◆ Consigne A ◆
Combien d'auditions la commission a-t-elle menées au total, d'après l'extrait sur la mission d'information parlementaire ?
◆ Consigne B ◆
Reprenez mot pour mot, dans l'extrait sur la mission d'information parlementaire, le passage qui va de « Tanguy et Jolivet » jusqu'à « dit en conclusion. ».
◆ Consigne C ◆
Donnez la suite de l'extrait sur la mission d'information parlementaire, à partir de sa dernière phrase.

◆ Extrait du document ◆
Mais la commission ne se contente pas d'examiner les budgets. Le Règlement de l'Assemblée nationale2 lui donne un outil assez puissant : la mission d'information. Concrètement, la commission désigne un ou plusieurs rapporteurs chargés d'enquêter sur un sujet précis.
Ces rapporteurs désignés disposent alors de pouvoirs étendus : ils peuvent auditionner des témoins, réclamer des documents, se rendre sur le terrain. Leurs travaux débouchent sur un rapport public qui, s'il n'a pas force de loi, peut secouer les consciences et préparer de futures réformes.
C'est exactement ce qui s'est passé avec la mission sur la rémunération de l’épargne populaire et des classes moyennes, dont les rapports sont :
Jean-Philippe Tanguy, député RN depuis 2022, ex-proche de Nicolas Dupont-Aignan, désormais cadre de premier plan du RN, proche de Marine Le Pen, auprès de qui il est surnommé de « Monsieur Économie », pur produit des grandes écoles (Henri-IV, Chaptal, Saint-Cyr, ESSEC, Sciences Po) ;
François Jolivet, politique de métier depuis 1995, d’abord dans le centre avant d’arriver à Paris, qui a fait en parallèle une carrière dans l’immobilier (OPAC, ICF/SNCF), arrivé par le RPR qu’il a quitté pour LREM avant de rejoindre Horizons. Un temps réputé proche de Bruno Le Maire, il est membre de la commission des finances depuis 2017, a déjà fait un rapport sur le logement, sujet sur lequel il travaille régulièrement.
La décision de lancer cette mission spécifique intervient dans un contexte particulier. L'inflation, que l'on croyait disparue depuis les années 1980, fait son grand retour. Les taux du livret A augmentent, certes, mais restent inférieurs à la hausse des prix. L'épargne des Français fond comme neige au soleil.
La commission des finances décide d'y voir plus clair. Elle mandate deux de ses membres : un député de l'opposition et un de la majorité, garantie d'objectivité et de transpartisanité.
Tanguy et Jolivet forment un tandem politiquement improbable mais efficace, ce qui est plutôt commun en commission, notamment quand les caméras ne sont pas là. Pendant des mois, ils vont auditionner tous les acteurs du système : la direction du Trésor, la Banque de France, la Cour des comptes, les banques, les assureurs, les associations de défense des épargnants. Au total, une trentaine d'auditions qui dessinent progressivement le portrait d'un système à bout de souffle.
En tout cas, c’est ce qui est dit en conclusion.
Le problème, c’est que la conclusion a peut-être été soufflée par un des acteurs auditionnés, qui est également à l’origine de l’intérêt de Tanguy pour le sujet : la FAIDER3.
Les pompiers pyromanes
Un assistant parlement m’explique que c’est une phrase de la FAIDER qui aurait convaincu la commission d’enclencher une mission d’information.

◆ Lignes répertoriées ◆

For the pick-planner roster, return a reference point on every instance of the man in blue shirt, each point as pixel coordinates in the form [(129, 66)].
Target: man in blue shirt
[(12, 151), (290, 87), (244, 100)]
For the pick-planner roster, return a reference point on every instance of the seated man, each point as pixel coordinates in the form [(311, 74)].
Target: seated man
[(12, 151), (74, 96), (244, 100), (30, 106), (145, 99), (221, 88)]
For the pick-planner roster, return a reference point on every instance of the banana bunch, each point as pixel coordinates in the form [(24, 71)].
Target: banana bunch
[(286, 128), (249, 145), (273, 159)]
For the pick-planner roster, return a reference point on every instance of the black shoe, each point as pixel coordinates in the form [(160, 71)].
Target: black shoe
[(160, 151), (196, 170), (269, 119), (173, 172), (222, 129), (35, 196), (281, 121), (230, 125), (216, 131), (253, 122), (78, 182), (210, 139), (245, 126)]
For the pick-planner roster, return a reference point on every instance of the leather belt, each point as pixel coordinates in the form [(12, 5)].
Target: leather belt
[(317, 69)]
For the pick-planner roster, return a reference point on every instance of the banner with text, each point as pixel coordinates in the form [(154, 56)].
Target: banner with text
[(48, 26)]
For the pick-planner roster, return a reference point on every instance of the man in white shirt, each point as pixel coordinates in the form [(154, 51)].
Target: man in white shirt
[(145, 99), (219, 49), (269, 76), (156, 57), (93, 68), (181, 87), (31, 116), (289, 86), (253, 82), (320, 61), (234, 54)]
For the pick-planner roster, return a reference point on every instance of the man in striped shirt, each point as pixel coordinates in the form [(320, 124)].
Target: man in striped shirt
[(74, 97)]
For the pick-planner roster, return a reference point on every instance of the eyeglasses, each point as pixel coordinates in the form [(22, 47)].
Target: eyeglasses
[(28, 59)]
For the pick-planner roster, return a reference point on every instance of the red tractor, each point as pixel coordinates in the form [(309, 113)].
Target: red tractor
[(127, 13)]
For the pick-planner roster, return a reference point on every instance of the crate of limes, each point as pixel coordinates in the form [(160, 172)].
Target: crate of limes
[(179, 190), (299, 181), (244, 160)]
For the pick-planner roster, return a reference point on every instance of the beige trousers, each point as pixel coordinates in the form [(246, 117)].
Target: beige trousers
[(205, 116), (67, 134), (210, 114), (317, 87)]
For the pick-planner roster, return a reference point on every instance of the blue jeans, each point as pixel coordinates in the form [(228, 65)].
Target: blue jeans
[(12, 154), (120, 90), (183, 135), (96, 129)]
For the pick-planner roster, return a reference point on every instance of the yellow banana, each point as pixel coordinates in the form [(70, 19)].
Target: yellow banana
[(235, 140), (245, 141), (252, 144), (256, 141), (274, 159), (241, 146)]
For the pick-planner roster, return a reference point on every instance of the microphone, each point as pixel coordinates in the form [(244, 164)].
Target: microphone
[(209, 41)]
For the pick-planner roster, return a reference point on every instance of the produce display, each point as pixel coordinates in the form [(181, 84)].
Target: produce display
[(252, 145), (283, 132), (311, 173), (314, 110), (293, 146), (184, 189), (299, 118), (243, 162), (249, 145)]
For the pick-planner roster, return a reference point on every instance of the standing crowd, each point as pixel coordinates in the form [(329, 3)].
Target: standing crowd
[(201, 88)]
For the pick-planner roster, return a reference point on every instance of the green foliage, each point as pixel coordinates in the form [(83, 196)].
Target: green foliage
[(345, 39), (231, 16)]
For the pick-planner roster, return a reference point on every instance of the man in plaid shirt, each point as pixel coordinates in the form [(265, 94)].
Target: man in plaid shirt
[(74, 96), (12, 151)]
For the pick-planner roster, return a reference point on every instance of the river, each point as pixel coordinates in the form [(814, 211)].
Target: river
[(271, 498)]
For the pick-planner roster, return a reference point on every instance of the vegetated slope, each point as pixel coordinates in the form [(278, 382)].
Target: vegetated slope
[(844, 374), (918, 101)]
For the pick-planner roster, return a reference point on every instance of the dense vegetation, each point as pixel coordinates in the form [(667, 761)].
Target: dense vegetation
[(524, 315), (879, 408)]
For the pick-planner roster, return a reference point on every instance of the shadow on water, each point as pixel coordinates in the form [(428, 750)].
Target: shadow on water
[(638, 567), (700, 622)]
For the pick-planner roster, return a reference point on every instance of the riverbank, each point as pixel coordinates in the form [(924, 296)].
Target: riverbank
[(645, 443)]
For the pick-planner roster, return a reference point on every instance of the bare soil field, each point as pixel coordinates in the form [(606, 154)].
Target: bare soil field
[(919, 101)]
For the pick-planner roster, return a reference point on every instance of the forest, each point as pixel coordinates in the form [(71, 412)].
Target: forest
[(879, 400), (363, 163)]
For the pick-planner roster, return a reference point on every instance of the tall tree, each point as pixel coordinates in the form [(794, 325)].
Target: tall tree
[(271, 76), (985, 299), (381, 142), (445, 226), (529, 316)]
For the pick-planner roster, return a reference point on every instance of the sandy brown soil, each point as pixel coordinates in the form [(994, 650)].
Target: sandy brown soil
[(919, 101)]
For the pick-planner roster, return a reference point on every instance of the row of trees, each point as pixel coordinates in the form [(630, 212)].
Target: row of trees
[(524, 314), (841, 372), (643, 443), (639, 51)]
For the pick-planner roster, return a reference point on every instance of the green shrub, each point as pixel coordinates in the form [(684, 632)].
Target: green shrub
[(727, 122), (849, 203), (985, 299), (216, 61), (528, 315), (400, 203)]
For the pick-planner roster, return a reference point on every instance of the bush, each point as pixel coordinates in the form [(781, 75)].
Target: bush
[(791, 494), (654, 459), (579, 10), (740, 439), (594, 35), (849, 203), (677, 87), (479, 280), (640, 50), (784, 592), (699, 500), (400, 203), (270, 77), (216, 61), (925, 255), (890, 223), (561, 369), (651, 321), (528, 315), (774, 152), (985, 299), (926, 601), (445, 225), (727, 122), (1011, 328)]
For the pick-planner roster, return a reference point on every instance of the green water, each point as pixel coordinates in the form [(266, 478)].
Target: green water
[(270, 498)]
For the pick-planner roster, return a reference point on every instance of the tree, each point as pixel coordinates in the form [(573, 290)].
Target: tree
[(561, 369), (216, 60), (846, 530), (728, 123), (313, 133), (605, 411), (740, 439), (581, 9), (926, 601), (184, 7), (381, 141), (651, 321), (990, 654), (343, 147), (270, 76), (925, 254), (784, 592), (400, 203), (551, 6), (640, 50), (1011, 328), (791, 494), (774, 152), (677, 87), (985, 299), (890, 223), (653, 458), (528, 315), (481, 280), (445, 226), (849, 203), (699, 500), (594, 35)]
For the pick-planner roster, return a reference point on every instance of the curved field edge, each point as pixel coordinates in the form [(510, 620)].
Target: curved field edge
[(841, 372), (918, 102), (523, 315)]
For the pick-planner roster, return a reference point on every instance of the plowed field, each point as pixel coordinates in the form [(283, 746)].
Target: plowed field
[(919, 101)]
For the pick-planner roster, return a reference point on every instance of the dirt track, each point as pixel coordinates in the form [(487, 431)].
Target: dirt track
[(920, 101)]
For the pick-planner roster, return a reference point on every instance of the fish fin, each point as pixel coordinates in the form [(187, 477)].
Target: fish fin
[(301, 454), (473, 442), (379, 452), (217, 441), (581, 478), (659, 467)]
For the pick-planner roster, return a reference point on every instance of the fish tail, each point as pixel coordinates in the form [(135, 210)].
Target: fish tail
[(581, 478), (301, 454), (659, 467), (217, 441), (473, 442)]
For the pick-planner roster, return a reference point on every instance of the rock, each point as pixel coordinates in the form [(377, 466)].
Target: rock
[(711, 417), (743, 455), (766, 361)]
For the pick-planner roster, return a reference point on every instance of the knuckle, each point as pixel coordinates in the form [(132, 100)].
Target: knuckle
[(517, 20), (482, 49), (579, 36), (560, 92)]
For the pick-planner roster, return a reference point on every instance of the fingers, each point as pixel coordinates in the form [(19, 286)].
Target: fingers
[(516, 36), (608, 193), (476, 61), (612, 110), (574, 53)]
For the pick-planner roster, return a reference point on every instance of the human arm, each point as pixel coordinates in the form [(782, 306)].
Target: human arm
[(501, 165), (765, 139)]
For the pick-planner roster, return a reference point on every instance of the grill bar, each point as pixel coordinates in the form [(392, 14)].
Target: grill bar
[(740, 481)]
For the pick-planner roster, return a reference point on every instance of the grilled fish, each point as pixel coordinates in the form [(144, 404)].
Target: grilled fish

◆ Réponse A ◆
Une trentaine d'auditions.

◆ Réponse B ◆
Tanguy et Jolivet forment un tandem politiquement improbable mais efficace, ce qui est plutôt commun en commission, notamment quand les caméras ne sont pas là. Pendant des mois, ils vont auditionner tous les acteurs du système : la direction du Trésor, la Banque de France, la Cour des comptes, les banques, les assureurs, les associations de défense des épargnants. Au total, une trentaine d'auditions qui dessinent progressivement le portrait d'un système à bout de souffle.
En tout cas, c’est ce qui est dit en conclusion.

◆ Réponse C ◆
« Entre 2021 et 2023, selon la FAIDER, les Français auraient perdu 300 milliards d'euros de pouvoir d'achat sur leur épargne dite "populaire" - celle des livrets A, des assurances-vie en euros, des comptes bancaires. »
Ce n’est d’ailleurs sans doute pas un hasard si cette information est reprise dès l’introduction du rapport, qui cite tour à tour des chiffres de l’INSEE ou de l’OCDE pour mettre du contexte. Puis arrive donc la fameuse phrase de la FAIDER, puis une autre de l’AFG4, le lobby des gérants d’actifs qui représente 4600G€ d’AUM5 :
« Un épargnant qui plaçait 1 000 euros en 2003 sur son livret A finit avec 1 400 euros en 2023 ; placés en actions en respectant l’indice du CAC40, ce même épargnant disposerait de 2 700 euros ! »
Point d’exclamation.
Les chiffres, et notamment celui de la FAIDER, sont repris dans une majorité de médias qui relaient l’information, d’Europe 1 à LCP6 en passant par Capital7 ou Le Parisien8.
Pour raconter ça, l’AFG a envoyé 3 personnes :
Philippe Sebton, président ;
Dominique de Préneuf, directeur général ;
Laure Delahousse, directrice générale adjointe.
Sauf que Sebton, c’est l’ancien patron de Natixis IM, et depuis janvier, le grand patron de Natixis. Et ce problème, on le retrouve dans une bonne partie des auditionnés.
Certes, on y trouve les institutionnels attendus : direction du Trésor, Banque de France, Cour des comptes, Caisse des dépôts. Mais qui d'autre les rapporteurs ont-ils écouté ?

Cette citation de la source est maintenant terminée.